▶ **Task requirements**
Transcribe the lines of the records starting with the one that has "Identify every instance of the fish mouth" in it and ending with the last, and transcribe nothing else.

====== Exercise material ======

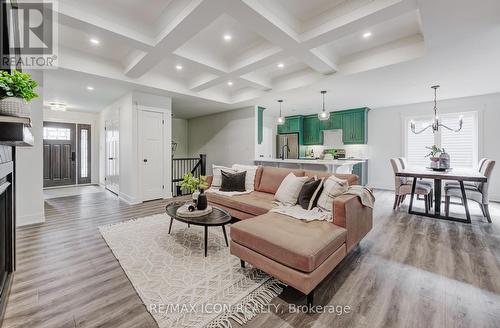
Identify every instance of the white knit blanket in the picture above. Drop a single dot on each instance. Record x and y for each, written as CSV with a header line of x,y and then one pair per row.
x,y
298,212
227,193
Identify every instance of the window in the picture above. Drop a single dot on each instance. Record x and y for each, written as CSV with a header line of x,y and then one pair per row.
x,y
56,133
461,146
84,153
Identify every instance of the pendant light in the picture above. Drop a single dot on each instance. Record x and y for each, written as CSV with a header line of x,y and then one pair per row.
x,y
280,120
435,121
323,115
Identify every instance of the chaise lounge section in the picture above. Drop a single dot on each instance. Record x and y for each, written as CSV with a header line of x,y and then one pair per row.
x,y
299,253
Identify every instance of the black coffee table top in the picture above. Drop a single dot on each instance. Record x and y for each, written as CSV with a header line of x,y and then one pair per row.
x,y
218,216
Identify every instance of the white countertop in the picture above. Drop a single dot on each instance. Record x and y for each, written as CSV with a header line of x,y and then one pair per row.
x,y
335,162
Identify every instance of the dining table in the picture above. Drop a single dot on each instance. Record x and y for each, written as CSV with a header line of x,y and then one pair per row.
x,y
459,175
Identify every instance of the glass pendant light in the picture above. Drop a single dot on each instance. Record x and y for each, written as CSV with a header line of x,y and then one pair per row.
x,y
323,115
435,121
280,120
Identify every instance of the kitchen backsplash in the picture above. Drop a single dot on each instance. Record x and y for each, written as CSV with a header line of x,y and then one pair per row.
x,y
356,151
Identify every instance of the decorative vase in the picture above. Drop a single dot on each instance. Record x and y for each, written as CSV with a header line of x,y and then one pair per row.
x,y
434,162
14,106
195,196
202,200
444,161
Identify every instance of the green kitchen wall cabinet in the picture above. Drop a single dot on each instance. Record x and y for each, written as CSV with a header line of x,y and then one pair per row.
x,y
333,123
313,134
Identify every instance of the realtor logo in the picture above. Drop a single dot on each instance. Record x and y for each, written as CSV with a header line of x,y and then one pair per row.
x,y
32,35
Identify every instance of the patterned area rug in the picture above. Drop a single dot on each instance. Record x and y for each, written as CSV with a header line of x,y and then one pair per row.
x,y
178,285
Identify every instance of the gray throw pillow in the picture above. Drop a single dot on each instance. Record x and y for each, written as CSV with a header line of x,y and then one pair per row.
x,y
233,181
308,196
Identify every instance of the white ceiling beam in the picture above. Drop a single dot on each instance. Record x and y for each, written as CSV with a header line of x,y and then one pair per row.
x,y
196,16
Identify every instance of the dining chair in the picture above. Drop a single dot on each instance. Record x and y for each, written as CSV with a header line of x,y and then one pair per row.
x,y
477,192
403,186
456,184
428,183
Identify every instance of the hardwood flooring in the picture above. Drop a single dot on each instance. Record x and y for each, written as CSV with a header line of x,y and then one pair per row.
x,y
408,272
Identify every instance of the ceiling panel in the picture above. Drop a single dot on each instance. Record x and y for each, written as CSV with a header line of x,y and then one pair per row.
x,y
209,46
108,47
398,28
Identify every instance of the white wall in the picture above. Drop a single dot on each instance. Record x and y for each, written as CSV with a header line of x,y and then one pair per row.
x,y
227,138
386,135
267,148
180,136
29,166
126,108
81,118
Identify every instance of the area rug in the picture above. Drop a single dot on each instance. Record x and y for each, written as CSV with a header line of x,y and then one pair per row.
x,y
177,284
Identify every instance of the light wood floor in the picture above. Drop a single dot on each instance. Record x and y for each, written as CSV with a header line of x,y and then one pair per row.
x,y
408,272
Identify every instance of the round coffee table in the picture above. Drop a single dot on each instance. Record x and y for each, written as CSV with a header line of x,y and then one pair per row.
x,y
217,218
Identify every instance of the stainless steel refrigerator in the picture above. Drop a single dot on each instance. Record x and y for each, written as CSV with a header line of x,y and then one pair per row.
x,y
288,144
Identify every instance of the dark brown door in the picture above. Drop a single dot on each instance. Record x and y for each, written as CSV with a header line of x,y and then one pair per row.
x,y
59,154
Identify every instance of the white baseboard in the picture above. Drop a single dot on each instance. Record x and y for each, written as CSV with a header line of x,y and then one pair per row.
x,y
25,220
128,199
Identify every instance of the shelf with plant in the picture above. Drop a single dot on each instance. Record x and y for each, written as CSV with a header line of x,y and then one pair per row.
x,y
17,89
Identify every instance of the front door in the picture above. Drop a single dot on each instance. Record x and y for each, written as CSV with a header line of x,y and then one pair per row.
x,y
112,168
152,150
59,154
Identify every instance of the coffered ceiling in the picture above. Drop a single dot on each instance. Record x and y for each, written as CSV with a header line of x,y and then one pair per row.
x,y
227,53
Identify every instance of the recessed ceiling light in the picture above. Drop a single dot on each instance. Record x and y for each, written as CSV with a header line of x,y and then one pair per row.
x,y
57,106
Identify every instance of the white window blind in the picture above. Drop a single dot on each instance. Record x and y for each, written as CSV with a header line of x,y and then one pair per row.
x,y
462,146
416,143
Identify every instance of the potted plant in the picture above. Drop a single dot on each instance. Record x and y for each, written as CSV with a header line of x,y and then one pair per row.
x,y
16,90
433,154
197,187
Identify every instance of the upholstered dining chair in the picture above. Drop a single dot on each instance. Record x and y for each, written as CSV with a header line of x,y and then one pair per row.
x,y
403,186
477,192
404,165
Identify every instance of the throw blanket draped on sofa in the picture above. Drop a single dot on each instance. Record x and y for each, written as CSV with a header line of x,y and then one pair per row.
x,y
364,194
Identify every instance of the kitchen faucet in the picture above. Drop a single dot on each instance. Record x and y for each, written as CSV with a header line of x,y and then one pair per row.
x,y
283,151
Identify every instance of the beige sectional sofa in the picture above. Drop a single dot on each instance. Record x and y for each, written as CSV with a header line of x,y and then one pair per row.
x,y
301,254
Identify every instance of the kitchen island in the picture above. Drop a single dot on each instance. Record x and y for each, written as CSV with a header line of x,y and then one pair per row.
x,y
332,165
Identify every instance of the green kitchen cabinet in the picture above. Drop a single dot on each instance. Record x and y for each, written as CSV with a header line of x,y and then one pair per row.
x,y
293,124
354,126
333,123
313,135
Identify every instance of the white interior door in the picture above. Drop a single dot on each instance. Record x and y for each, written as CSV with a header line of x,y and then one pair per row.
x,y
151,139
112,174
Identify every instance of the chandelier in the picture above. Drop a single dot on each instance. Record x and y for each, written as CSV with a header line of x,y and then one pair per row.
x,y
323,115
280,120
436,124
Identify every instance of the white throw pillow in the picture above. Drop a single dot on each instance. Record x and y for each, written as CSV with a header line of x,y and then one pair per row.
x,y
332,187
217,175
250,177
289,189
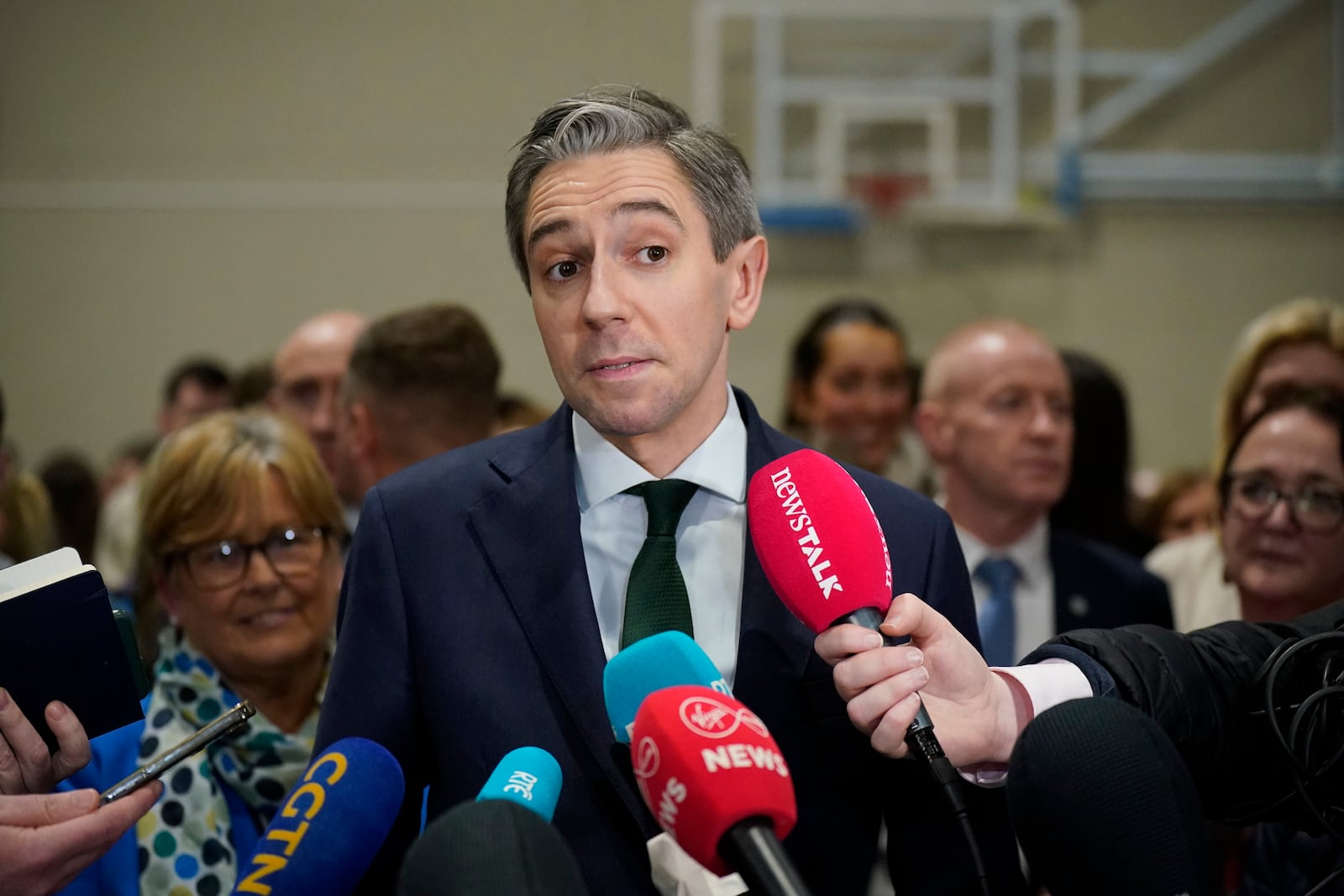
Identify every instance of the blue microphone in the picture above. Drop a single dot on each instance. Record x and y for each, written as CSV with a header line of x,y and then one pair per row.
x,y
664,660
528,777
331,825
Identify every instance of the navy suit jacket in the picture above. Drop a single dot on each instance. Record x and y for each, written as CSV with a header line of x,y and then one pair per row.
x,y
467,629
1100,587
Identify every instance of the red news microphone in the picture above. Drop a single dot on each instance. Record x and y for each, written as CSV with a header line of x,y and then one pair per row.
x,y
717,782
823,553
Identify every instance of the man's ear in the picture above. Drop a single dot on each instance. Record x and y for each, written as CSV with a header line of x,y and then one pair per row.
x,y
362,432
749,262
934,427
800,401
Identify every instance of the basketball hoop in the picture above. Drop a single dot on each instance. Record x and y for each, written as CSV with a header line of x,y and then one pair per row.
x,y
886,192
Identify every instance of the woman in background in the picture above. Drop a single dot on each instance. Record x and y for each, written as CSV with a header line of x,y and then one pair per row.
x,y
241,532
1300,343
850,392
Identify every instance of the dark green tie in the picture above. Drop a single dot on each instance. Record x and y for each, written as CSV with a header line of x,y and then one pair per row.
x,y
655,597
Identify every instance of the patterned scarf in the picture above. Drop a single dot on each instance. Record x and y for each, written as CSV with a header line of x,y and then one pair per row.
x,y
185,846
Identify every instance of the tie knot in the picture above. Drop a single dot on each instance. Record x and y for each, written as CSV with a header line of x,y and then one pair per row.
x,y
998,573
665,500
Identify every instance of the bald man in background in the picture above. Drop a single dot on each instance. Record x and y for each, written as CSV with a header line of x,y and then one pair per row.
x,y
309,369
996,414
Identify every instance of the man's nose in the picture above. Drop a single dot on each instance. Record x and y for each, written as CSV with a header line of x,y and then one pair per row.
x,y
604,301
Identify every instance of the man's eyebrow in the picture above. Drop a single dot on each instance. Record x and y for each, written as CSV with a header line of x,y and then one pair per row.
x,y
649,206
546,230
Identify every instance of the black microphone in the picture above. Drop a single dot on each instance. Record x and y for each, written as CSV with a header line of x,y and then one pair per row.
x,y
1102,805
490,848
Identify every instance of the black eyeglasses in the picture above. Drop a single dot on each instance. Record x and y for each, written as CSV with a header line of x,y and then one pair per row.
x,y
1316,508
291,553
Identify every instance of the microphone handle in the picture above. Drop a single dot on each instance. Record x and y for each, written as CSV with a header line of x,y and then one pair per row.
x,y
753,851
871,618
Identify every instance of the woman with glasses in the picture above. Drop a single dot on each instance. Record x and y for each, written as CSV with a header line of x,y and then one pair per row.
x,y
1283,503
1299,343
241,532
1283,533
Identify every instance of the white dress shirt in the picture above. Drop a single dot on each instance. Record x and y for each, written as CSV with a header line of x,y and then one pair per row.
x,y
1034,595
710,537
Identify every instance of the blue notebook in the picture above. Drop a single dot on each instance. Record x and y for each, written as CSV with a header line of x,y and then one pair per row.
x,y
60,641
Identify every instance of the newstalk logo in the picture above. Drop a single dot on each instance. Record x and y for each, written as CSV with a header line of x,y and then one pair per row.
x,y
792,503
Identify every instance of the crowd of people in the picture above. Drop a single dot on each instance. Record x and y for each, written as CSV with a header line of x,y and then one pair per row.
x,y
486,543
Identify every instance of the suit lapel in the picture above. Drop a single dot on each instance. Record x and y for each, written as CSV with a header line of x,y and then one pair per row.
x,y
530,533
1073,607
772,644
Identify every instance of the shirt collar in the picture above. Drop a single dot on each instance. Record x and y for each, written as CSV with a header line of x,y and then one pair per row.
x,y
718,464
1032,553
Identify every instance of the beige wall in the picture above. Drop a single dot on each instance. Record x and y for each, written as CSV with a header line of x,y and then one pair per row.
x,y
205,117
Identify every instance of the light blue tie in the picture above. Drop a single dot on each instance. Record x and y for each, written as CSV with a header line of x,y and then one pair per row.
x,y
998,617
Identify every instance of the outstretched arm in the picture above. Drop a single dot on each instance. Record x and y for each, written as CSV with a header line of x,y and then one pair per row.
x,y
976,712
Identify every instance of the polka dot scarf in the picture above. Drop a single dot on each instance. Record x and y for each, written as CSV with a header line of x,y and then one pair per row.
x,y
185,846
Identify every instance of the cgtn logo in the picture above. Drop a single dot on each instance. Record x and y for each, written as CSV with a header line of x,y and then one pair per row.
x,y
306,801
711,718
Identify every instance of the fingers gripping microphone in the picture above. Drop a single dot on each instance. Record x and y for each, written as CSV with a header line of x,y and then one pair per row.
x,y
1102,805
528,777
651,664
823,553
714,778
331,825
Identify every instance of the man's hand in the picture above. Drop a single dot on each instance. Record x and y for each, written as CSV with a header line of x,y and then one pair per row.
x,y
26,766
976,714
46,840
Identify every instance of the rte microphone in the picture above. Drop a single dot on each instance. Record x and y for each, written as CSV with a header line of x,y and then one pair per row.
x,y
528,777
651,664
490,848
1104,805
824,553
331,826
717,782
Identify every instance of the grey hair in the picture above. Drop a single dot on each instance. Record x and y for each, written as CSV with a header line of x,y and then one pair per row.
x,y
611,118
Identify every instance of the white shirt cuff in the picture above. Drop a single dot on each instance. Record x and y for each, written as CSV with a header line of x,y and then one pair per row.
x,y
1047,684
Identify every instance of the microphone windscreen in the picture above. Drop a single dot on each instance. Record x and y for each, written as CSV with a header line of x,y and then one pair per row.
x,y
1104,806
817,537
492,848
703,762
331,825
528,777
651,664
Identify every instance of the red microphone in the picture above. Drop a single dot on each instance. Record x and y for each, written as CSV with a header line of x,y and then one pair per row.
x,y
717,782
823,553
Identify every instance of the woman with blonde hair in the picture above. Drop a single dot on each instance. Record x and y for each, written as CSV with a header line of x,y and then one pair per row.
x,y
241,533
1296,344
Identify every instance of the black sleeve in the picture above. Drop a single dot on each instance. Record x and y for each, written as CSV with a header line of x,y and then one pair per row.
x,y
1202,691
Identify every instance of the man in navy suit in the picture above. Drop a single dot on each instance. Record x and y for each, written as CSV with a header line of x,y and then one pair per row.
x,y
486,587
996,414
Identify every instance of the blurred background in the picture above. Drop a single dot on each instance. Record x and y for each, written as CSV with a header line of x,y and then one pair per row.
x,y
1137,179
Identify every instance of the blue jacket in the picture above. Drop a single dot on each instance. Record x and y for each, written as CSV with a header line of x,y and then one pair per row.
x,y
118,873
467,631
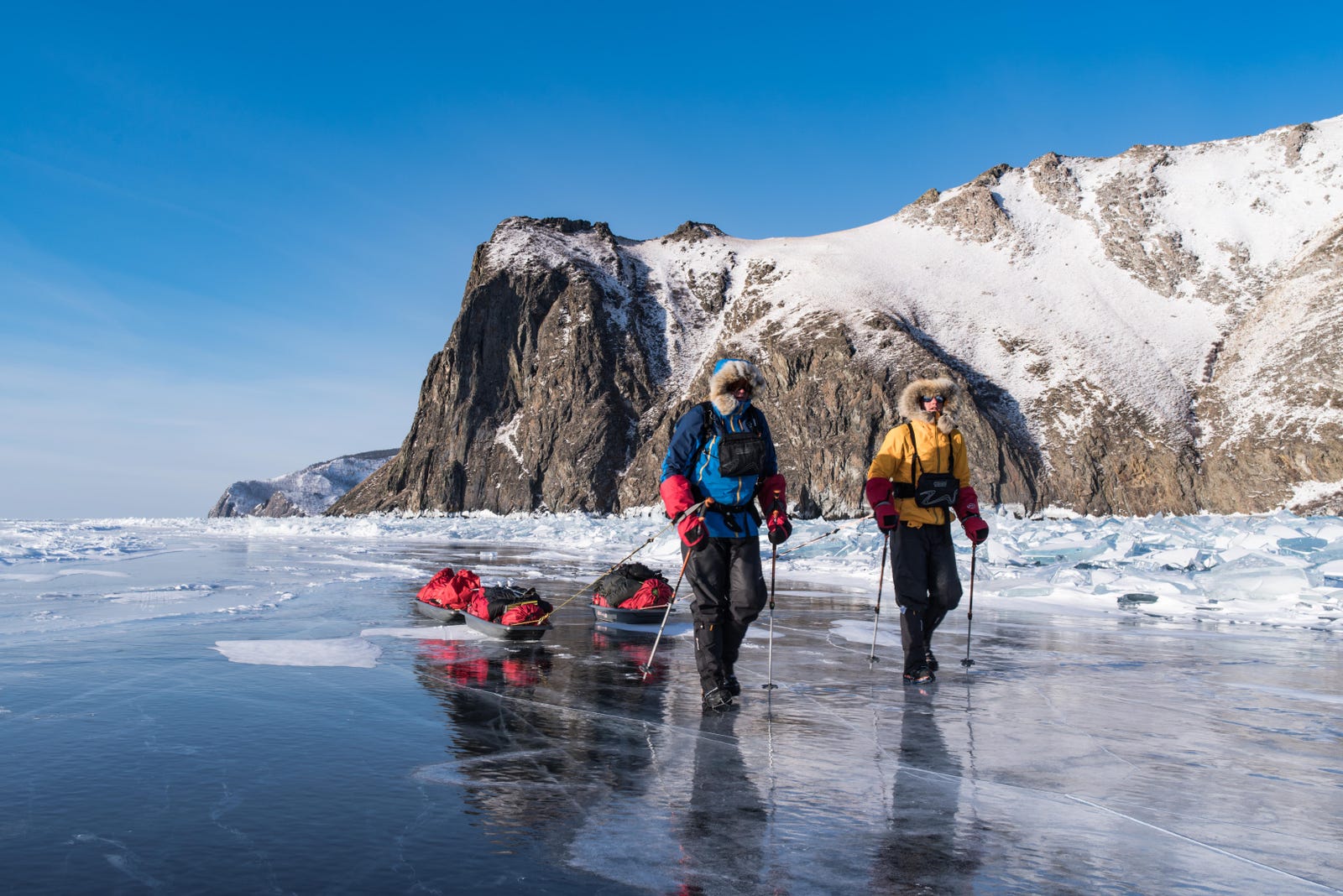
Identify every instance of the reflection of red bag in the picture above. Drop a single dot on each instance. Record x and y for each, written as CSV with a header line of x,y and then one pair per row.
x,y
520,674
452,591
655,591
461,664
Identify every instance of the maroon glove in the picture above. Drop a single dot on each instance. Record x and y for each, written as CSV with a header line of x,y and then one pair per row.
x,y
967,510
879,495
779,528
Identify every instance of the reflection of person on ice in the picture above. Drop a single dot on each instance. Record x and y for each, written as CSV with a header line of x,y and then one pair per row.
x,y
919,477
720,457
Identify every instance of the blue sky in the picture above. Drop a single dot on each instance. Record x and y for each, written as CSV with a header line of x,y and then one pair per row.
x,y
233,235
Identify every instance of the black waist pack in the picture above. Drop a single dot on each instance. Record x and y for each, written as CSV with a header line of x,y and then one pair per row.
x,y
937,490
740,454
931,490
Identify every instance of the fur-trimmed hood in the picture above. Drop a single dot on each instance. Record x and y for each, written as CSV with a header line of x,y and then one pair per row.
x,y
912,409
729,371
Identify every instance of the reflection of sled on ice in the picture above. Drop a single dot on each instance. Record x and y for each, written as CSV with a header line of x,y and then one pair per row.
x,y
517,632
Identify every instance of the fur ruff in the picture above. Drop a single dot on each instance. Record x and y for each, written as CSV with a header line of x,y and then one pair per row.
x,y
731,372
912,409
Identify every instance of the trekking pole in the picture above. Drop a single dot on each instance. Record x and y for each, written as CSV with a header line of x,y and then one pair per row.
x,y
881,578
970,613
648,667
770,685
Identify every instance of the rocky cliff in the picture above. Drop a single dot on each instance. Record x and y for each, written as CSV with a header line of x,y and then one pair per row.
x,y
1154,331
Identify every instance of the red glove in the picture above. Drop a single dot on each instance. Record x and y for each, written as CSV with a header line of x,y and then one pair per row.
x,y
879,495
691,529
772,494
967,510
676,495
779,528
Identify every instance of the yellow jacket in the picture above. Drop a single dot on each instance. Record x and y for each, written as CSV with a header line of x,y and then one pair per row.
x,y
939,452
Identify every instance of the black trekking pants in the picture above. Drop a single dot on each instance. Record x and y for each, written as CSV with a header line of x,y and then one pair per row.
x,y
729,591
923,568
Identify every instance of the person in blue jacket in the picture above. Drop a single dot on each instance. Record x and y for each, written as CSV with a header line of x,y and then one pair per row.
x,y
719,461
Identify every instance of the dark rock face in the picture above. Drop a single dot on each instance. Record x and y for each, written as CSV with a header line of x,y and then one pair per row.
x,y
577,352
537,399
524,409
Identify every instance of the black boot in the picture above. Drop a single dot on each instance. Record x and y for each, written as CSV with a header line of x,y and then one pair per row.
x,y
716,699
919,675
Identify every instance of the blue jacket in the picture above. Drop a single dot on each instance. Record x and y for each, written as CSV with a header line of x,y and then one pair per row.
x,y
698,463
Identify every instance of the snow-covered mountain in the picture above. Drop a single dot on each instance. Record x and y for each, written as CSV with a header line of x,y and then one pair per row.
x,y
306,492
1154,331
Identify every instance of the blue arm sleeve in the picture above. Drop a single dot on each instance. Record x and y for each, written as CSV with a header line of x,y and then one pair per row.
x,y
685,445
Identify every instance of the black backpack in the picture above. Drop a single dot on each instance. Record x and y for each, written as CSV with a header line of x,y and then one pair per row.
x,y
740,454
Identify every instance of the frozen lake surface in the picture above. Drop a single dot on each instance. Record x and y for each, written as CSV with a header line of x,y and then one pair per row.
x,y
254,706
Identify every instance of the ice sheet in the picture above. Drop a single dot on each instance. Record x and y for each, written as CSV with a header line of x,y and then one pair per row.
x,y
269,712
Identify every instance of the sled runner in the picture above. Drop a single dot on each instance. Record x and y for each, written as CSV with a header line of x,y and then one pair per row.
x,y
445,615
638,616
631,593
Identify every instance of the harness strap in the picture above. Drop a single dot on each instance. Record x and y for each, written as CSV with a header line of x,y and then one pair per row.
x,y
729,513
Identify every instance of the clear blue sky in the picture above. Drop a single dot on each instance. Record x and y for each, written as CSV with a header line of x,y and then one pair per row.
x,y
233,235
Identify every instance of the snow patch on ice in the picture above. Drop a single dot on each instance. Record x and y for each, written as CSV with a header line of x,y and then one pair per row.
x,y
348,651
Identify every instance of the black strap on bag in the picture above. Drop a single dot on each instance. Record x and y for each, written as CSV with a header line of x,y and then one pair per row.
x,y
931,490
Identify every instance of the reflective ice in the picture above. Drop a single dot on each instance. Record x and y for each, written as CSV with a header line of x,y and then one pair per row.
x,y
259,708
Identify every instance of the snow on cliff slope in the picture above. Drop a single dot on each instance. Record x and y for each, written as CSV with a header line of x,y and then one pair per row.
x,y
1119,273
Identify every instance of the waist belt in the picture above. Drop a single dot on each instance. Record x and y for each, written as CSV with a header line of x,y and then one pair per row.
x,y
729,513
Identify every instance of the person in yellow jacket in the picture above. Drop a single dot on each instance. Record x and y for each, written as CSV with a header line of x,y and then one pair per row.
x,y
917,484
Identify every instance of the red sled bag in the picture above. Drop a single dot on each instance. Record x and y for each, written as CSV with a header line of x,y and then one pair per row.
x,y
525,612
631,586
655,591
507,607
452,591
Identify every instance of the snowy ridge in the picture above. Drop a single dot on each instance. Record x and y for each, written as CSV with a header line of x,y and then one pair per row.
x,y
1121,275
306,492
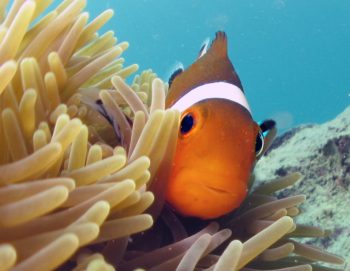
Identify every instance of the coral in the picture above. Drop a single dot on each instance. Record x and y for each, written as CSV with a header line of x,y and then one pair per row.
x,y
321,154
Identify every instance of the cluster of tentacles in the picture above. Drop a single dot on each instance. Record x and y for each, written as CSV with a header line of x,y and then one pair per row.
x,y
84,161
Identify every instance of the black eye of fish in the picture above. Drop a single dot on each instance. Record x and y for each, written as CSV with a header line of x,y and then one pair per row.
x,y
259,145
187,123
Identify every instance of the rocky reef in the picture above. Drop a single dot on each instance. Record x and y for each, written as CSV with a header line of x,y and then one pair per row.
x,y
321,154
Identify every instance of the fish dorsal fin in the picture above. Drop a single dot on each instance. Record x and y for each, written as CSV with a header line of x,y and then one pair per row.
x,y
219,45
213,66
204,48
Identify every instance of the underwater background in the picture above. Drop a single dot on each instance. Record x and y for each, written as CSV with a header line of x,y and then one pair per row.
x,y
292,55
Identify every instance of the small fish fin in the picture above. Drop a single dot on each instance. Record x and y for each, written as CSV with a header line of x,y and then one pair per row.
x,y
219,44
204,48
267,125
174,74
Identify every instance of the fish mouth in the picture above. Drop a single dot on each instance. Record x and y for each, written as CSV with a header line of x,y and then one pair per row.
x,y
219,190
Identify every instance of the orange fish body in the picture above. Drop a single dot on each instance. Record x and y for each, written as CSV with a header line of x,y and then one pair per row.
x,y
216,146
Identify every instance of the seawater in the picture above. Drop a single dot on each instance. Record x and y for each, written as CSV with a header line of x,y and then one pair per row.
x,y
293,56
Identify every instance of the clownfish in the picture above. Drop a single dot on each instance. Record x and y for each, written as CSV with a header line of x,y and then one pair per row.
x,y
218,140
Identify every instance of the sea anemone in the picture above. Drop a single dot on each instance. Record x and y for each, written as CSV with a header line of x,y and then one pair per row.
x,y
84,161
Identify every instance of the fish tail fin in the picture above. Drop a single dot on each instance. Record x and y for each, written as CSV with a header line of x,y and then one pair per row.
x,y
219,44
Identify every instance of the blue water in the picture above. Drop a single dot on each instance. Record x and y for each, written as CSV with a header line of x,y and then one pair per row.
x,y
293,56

======

▶ **Correct result**
Identify every instance of the fish mouth in the picture above. Drop a single dot on each instance. Record x and y for each, written as CSV with a header line of x,y and then one pair per row.
x,y
219,190
Identify every instance of the orange fish body in the picture above. Drop a single dot on each instance. Record x and y for each, written as CSV with a header line of x,y and then one pair per row.
x,y
216,146
Identify every instance of the seawater in the picture above. Drop a single dot on each instance. Record x and y for each, written as CSV with a header line of x,y and then one pair per row.
x,y
293,56
Identify every instance of the clownfish in the picture above. Drop a single dot on each instance. Record x and y for each, written as CSV with a header line of x,y and then one pair per row.
x,y
218,140
Identify every instance of the sea anemone in the picture above. Drop a single dot on each instance. Record x and y for each, written as CSV with a header line of x,y and then one pair per row.
x,y
84,161
Identify every instance of the fish tail fin in the picture above. Drop a single dot on each instance. Record x and y for each, written as CSV with a header line of x,y and then one pair per row.
x,y
219,44
Identify every instance of the blue water in the picture above. Drop a single dot on each instance. Record x and y for each, written as CSV with a header line of x,y and then one pair per row.
x,y
293,56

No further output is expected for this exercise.